Source records
= = = = =
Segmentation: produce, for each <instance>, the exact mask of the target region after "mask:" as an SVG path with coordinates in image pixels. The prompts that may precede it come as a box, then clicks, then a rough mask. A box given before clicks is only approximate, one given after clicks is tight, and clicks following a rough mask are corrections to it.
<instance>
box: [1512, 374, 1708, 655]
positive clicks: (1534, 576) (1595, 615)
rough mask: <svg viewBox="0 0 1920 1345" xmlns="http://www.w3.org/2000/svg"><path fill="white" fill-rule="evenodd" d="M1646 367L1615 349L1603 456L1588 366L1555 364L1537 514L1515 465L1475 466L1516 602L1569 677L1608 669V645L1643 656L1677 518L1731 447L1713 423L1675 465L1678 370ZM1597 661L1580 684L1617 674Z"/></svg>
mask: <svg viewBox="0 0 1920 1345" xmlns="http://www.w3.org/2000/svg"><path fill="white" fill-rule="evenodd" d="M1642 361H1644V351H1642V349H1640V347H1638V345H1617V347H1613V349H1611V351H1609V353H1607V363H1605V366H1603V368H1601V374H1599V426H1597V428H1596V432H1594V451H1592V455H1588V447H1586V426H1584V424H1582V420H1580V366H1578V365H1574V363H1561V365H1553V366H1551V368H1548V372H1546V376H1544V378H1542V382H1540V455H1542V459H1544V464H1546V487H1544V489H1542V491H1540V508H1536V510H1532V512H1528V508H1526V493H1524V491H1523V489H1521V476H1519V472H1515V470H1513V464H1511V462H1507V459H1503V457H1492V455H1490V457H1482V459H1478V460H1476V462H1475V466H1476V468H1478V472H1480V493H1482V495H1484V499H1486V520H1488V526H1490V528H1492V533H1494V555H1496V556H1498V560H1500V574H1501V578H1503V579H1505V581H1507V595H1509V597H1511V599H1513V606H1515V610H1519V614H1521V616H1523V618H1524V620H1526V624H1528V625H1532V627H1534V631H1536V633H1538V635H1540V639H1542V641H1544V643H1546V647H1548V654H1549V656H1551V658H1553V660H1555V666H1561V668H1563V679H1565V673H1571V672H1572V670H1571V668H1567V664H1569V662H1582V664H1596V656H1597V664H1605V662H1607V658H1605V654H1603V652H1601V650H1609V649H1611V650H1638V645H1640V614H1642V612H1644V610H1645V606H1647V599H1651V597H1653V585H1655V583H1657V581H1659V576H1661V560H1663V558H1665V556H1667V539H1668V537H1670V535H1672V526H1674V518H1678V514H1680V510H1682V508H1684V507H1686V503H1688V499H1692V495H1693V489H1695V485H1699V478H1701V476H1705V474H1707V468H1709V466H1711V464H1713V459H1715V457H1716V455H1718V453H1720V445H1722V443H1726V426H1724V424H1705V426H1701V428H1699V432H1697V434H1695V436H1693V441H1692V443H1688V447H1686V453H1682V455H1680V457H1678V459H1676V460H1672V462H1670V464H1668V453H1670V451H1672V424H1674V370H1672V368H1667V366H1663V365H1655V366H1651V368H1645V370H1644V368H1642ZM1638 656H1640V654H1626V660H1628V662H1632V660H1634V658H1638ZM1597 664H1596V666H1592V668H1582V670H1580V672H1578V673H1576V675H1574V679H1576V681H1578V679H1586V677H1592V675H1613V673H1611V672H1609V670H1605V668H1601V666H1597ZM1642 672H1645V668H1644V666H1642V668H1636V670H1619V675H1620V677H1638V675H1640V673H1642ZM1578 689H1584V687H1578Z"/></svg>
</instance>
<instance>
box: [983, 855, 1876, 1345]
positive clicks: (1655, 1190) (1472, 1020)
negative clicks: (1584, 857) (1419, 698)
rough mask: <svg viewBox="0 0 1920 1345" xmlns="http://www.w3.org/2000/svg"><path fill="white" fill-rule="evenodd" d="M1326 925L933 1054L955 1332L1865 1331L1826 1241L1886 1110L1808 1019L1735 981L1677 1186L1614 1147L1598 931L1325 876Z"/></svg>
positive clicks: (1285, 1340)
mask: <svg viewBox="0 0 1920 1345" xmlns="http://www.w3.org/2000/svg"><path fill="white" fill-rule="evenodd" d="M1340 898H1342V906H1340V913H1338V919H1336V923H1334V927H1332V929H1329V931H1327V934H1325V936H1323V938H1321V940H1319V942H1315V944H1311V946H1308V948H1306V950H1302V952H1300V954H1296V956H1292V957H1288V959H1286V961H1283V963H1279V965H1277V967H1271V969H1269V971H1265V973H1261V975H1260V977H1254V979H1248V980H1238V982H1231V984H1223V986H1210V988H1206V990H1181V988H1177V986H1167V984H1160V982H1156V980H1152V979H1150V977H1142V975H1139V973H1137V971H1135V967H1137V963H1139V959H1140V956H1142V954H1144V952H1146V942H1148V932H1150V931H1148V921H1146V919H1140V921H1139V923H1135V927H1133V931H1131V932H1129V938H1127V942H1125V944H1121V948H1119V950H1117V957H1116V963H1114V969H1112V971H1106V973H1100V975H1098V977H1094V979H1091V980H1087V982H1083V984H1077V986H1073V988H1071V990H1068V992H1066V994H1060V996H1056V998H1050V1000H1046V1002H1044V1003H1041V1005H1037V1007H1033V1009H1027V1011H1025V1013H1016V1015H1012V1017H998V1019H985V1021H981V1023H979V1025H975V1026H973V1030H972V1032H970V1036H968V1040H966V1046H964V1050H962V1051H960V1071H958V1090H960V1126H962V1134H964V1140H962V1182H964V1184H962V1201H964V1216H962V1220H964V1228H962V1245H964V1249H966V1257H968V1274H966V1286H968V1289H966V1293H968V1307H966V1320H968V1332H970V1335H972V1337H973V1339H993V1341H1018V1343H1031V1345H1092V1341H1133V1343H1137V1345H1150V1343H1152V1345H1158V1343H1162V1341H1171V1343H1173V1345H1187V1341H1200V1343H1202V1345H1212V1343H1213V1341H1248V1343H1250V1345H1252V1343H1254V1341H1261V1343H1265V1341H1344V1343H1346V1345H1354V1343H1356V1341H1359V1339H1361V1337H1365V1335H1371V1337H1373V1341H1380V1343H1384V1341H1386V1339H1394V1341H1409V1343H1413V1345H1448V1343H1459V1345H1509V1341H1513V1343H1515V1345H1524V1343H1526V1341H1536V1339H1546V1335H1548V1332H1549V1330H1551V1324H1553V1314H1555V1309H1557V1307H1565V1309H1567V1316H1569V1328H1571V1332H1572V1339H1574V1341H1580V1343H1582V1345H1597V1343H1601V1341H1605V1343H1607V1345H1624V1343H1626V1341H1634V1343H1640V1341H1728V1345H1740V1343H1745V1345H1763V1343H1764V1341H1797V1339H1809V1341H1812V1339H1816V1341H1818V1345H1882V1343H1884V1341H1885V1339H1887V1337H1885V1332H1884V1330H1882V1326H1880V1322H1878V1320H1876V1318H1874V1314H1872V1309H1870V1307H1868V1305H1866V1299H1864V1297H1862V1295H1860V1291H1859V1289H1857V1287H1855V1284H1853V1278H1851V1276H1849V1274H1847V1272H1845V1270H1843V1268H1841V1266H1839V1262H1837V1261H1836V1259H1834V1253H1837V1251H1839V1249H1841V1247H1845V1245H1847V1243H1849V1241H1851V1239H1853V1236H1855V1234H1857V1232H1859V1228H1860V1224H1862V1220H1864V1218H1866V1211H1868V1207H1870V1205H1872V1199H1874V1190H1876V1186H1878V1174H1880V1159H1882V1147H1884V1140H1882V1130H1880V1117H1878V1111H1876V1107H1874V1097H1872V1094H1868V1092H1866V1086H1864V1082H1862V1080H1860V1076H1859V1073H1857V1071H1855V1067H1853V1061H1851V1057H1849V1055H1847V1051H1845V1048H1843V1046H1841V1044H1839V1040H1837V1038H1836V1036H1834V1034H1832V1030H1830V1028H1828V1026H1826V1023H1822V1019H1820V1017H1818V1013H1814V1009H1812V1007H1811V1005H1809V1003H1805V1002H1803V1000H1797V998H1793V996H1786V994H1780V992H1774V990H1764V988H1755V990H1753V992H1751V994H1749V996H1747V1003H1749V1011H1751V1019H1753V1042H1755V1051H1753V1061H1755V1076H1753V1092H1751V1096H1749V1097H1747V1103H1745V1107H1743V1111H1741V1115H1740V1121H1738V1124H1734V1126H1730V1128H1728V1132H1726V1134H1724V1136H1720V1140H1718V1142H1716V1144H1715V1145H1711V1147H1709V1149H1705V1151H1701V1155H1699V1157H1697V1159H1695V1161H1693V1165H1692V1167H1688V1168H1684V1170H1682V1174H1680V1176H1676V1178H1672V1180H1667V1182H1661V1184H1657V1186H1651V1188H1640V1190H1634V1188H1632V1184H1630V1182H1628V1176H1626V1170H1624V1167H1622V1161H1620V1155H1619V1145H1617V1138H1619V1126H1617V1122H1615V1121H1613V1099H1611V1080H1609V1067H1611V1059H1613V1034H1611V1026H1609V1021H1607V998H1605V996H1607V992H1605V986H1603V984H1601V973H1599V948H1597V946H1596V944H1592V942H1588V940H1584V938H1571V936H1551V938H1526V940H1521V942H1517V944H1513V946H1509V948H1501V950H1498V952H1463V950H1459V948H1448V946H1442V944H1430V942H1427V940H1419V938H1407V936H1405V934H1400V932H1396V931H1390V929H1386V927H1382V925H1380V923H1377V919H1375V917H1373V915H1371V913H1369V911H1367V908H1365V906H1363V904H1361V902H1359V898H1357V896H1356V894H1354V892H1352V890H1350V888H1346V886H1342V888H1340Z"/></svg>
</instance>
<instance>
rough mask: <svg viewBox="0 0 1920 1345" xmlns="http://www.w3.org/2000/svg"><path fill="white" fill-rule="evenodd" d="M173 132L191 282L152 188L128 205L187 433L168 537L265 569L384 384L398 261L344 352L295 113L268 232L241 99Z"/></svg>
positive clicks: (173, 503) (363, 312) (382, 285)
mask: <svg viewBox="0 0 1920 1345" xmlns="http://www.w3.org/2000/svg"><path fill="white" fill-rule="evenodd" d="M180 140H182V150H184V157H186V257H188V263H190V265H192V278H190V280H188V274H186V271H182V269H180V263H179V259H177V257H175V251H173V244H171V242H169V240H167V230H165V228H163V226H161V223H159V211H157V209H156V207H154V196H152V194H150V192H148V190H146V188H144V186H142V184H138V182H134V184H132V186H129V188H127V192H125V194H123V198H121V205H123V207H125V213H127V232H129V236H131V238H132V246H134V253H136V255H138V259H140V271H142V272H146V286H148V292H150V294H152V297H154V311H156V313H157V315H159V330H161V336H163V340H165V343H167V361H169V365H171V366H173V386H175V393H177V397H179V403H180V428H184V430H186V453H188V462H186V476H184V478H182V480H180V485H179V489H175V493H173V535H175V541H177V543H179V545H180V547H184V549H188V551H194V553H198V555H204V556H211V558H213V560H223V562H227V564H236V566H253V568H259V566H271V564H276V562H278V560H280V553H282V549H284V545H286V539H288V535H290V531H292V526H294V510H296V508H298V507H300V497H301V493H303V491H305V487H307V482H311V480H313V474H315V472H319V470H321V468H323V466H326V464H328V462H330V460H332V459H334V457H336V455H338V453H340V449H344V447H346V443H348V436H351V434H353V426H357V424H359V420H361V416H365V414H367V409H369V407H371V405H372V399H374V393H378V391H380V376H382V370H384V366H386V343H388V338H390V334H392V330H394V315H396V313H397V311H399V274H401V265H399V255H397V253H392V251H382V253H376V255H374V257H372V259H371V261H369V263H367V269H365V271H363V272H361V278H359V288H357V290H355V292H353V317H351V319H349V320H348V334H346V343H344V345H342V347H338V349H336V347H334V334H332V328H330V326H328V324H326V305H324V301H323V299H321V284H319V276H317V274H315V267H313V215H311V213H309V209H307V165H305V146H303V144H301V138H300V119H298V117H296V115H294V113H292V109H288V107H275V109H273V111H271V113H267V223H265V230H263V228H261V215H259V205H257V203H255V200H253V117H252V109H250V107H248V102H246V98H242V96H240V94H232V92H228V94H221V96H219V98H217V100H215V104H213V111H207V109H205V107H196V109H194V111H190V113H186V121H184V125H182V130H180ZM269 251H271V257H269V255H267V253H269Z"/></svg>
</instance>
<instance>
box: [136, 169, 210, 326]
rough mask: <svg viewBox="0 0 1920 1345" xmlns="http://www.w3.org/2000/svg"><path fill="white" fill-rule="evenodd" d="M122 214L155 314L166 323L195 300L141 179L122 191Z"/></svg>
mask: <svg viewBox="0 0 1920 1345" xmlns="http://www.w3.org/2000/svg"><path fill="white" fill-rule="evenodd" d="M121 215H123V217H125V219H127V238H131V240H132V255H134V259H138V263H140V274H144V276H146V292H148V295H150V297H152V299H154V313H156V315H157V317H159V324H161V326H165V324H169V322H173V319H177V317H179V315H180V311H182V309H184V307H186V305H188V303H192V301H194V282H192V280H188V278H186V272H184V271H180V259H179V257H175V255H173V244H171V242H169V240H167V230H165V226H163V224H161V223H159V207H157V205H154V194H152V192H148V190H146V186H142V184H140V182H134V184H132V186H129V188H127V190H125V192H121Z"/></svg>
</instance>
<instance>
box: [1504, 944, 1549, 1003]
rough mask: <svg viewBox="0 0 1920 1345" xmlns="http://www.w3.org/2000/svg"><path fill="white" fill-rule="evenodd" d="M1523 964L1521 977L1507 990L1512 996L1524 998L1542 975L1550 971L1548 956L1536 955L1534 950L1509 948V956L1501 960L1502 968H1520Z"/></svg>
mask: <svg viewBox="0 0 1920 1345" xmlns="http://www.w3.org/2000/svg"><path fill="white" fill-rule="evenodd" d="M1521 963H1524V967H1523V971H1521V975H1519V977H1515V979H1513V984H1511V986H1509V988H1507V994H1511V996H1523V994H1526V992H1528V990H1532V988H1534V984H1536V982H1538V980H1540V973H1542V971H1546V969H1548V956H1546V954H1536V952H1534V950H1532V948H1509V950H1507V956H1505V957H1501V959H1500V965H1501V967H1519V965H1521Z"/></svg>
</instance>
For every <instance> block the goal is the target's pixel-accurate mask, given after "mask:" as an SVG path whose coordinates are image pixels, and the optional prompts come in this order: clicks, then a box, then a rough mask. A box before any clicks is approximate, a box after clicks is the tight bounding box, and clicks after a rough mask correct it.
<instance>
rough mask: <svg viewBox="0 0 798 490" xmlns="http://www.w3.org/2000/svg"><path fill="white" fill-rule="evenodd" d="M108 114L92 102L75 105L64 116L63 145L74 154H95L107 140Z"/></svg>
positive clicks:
= = = = =
TASK PROMPT
What is needed is a verbatim copy of every line in the records above from the one containing "box: [983, 855, 1876, 1345]" down to the one containing "925L933 1054L955 1332L1865", both included, and nothing more.

ANSWER SECTION
box: [983, 855, 1876, 1345]
positive clicks: (1655, 1190) (1472, 1020)
negative clicks: (1584, 857) (1419, 698)
rough mask: <svg viewBox="0 0 1920 1345" xmlns="http://www.w3.org/2000/svg"><path fill="white" fill-rule="evenodd" d="M1326 925L933 1054L955 1332L1865 1331L1826 1241L1886 1110L1808 1019L1735 981L1677 1186L1614 1147L1598 931L1325 876Z"/></svg>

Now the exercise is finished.